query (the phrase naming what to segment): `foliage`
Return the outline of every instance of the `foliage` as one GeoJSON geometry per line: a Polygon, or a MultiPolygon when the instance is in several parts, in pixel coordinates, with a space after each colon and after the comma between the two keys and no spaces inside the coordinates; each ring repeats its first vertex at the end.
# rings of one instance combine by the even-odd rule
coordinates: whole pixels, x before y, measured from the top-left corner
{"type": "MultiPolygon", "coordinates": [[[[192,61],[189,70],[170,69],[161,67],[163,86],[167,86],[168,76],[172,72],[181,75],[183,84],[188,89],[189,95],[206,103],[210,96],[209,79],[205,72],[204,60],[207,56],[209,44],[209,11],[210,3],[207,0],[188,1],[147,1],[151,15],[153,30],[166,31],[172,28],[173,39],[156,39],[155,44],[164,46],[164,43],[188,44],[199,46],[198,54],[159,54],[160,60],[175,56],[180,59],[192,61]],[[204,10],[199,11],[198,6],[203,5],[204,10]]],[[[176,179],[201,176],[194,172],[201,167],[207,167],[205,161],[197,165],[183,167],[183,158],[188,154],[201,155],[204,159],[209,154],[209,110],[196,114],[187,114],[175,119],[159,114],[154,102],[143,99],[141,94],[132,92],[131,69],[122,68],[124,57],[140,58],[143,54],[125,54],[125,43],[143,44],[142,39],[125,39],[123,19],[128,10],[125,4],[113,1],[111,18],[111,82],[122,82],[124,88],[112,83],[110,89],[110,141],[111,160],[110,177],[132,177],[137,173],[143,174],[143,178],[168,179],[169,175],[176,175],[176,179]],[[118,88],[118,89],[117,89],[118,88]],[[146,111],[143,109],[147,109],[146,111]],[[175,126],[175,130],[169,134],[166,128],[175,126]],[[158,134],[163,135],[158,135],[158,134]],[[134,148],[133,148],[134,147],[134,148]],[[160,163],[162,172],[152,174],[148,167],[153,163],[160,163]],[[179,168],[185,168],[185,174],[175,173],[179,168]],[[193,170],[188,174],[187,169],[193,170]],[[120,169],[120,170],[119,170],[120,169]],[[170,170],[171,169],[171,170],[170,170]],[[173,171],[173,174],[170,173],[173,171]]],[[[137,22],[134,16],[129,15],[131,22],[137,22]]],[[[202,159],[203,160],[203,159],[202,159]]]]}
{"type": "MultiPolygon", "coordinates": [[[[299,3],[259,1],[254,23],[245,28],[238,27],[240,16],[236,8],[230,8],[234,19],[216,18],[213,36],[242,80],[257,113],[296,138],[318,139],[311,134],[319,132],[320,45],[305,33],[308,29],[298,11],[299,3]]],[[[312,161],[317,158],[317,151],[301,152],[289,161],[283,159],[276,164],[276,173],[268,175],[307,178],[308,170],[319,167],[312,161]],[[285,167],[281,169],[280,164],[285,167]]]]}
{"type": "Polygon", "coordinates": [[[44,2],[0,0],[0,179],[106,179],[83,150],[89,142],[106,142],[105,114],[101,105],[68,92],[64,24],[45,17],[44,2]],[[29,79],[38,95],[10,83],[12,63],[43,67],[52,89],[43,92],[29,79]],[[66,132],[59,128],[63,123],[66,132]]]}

- - -

> _GOAL_
Could you transcribe every line of the records above, keeping each character unchanged?

> _RESPONSE BELOW_
query (the phrase naming what to segment): `foliage`
Return the outline of every instance of the `foliage` as one GeoJSON geometry per line: a Polygon, or a MultiPolygon when the instance is in several parts, in pixel coordinates, with a space after each colon and after the comma between the two keys and no spaces inside the coordinates; each ring repeats its first vertex at the end.
# rings of one instance combine by the even-odd rule
coordinates: whole pixels, x before y, measured from the top-left corner
{"type": "MultiPolygon", "coordinates": [[[[192,61],[189,70],[170,69],[161,67],[163,86],[167,86],[168,76],[172,72],[181,75],[183,84],[188,89],[189,95],[206,103],[210,96],[209,79],[205,72],[204,60],[207,56],[209,44],[209,11],[210,3],[207,0],[188,1],[147,1],[151,15],[153,30],[166,31],[172,28],[173,39],[156,39],[155,44],[164,46],[164,43],[188,44],[199,46],[198,54],[159,54],[160,60],[175,56],[180,59],[192,61]],[[204,10],[199,11],[198,6],[203,5],[204,10]]],[[[176,179],[201,176],[194,172],[201,167],[207,167],[205,161],[197,165],[183,167],[183,158],[188,154],[201,155],[204,159],[209,154],[209,110],[196,114],[187,114],[175,119],[159,114],[154,102],[143,99],[141,94],[132,92],[131,69],[122,68],[124,57],[140,58],[143,54],[125,54],[125,43],[143,44],[142,39],[125,39],[123,19],[128,10],[125,4],[113,1],[111,18],[111,82],[122,82],[124,88],[112,83],[110,89],[110,141],[111,160],[110,177],[132,177],[137,173],[143,174],[143,178],[168,179],[169,175],[176,175],[176,179]],[[118,88],[118,89],[117,89],[118,88]],[[146,111],[143,109],[147,109],[146,111]],[[175,126],[175,130],[169,134],[166,128],[175,126]],[[158,134],[163,135],[158,135],[158,134]],[[134,148],[133,148],[134,147],[134,148]],[[160,163],[162,172],[152,174],[148,167],[153,163],[160,163]],[[179,168],[185,168],[185,174],[175,173],[179,168]],[[193,170],[188,174],[187,169],[193,170]],[[120,169],[120,170],[119,170],[120,169]],[[170,170],[171,169],[171,170],[170,170]],[[173,171],[173,174],[170,173],[173,171]]],[[[137,22],[134,16],[129,15],[131,22],[137,22]]],[[[202,159],[203,160],[203,159],[202,159]]]]}
{"type": "MultiPolygon", "coordinates": [[[[299,3],[259,1],[254,23],[245,28],[238,27],[240,16],[236,8],[230,8],[234,19],[216,18],[213,36],[242,80],[257,113],[296,138],[318,139],[311,134],[319,132],[320,45],[305,33],[308,29],[298,11],[299,3]]],[[[312,161],[317,158],[317,151],[301,152],[289,161],[283,159],[276,164],[276,173],[268,175],[307,178],[308,170],[319,167],[312,161]],[[285,167],[281,169],[280,164],[285,167]]]]}
{"type": "Polygon", "coordinates": [[[44,2],[0,0],[0,179],[106,179],[83,150],[89,142],[106,142],[105,114],[101,105],[68,92],[64,24],[45,17],[44,2]],[[29,79],[38,95],[10,83],[12,63],[43,67],[52,89],[43,92],[29,79]],[[66,132],[59,128],[63,123],[66,132]]]}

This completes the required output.